→ TASK TO CARRY OUT:
Your task is to quote the material that follows, in full and exactly.

→ Labeled-object pointing entries:
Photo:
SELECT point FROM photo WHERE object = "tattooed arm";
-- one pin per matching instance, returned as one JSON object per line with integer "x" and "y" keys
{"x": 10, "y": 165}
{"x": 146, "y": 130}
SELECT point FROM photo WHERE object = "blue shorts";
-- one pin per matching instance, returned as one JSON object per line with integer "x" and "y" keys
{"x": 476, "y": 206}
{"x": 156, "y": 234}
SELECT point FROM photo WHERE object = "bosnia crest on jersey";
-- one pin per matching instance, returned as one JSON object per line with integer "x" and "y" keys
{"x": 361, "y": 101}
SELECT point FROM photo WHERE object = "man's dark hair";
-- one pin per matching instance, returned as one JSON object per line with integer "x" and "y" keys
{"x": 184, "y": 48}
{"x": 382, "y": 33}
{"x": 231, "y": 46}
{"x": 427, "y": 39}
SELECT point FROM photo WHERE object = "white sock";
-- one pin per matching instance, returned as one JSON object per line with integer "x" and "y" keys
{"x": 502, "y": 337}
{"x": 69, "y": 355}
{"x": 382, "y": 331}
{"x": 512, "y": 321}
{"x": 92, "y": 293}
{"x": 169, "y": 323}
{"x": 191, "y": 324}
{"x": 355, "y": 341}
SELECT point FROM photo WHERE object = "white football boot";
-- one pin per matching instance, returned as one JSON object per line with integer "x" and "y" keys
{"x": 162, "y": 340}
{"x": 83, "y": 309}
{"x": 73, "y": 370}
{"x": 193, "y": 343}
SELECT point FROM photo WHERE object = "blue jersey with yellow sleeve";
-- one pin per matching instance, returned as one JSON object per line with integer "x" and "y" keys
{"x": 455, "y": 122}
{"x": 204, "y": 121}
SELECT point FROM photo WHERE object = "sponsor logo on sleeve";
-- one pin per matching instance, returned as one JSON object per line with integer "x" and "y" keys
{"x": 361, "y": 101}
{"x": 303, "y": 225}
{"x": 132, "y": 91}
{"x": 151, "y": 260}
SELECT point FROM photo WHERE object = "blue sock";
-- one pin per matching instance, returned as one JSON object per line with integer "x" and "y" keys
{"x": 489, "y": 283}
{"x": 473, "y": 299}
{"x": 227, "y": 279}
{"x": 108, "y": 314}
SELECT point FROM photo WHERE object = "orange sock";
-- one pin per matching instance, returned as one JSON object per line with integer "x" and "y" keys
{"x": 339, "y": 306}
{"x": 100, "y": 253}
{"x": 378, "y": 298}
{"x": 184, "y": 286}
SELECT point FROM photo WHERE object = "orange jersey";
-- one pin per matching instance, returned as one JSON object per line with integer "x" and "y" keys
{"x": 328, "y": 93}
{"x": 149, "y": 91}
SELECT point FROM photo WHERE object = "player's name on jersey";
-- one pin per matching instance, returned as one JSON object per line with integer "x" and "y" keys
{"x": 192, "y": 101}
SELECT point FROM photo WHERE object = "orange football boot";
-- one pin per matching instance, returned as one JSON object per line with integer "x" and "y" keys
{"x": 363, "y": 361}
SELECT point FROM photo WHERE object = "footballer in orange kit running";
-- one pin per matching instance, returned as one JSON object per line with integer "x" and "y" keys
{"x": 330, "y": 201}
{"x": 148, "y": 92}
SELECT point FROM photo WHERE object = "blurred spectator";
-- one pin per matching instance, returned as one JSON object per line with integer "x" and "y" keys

→ PROBLEM SOLUTION:
Photo:
SELECT point FROM photo WHERE object = "tattooed arm";
-- one pin per matching instance, returned as one JSON object per line with integer "x" and "y" keys
{"x": 10, "y": 165}
{"x": 146, "y": 130}
SELECT point FROM photo WHERE object = "blue shorts";
-- one pin per matching instance, returned as one JSON object per line with integer "x" and "y" keys
{"x": 476, "y": 206}
{"x": 156, "y": 234}
SELECT point FROM photo WHERE object = "bosnia crest on jersey";
-- one pin per matching instance, returned as one JSON object per line with integer "x" and "y" keys
{"x": 361, "y": 101}
SELECT point FROM photo WHERE object = "man's dark hair";
-- one pin per matching instance, returned as one JSON object per line with integer "x" and "y" keys
{"x": 184, "y": 48}
{"x": 382, "y": 33}
{"x": 231, "y": 46}
{"x": 427, "y": 39}
SELECT point FROM photo WHERE object = "white sock";
-- one pin per matching instance, returned as one JSON object per line with integer "x" and "y" keys
{"x": 502, "y": 337}
{"x": 69, "y": 355}
{"x": 382, "y": 331}
{"x": 512, "y": 321}
{"x": 92, "y": 293}
{"x": 169, "y": 323}
{"x": 191, "y": 324}
{"x": 355, "y": 341}
SELECT point FROM photo WHERE object = "white football boot";
-- one pin per matching instance, returned as one JSON object per line with integer "x" and "y" keys
{"x": 162, "y": 340}
{"x": 83, "y": 309}
{"x": 73, "y": 370}
{"x": 193, "y": 343}
SELECT point FROM photo WHERE object = "blue jersey with yellow sleeve";
-- one pin per matching instance, returned as one JSON object per line with integer "x" and "y" keys
{"x": 455, "y": 122}
{"x": 204, "y": 121}
SELECT point FROM photo WHERE object = "sponsor logo on sleeve";
-- one pin per matching instance, returned as one JSON object per line with integer "x" and "y" keys
{"x": 361, "y": 101}
{"x": 303, "y": 225}
{"x": 132, "y": 91}
{"x": 151, "y": 260}
SELECT point FROM photo WHERE object = "blue sock";
-- one pin per matching instance, returned as one JSON object per line with integer "x" and "y" keys
{"x": 489, "y": 283}
{"x": 473, "y": 299}
{"x": 227, "y": 279}
{"x": 108, "y": 314}
SELECT point FROM photo WHERE object = "orange sock";
-- one pin per matching instance, returned as one JSON object per line with integer "x" and "y" keys
{"x": 339, "y": 306}
{"x": 100, "y": 253}
{"x": 378, "y": 298}
{"x": 184, "y": 286}
SELECT point FROM photo WHERE object = "orange jersey";
-- one pin per matching instance, returned as one JSON object per line with integer "x" and "y" keys
{"x": 328, "y": 93}
{"x": 149, "y": 91}
SELECT point FROM photo WHERE object = "player's name on jersey";
-- one pin per matching instance, returned as one JSON object per line with integer "x" and "y" keys
{"x": 192, "y": 101}
SELECT point FROM photo WHERE object = "orange football boot";
-- one pin per matching instance, returned as one JSON object per line with integer "x" and "y" keys
{"x": 363, "y": 361}
SELECT point FROM photo WHERE object = "footballer in orange kit running";
-- one pin per matching instance, returned as one JSON object per line with integer "x" and "y" keys
{"x": 330, "y": 201}
{"x": 148, "y": 92}
SELECT point FROM photo WHERE object = "blurred spectator";
-- one pin per matching instance, returned as one JSON object per line with integer "x" and "y" keys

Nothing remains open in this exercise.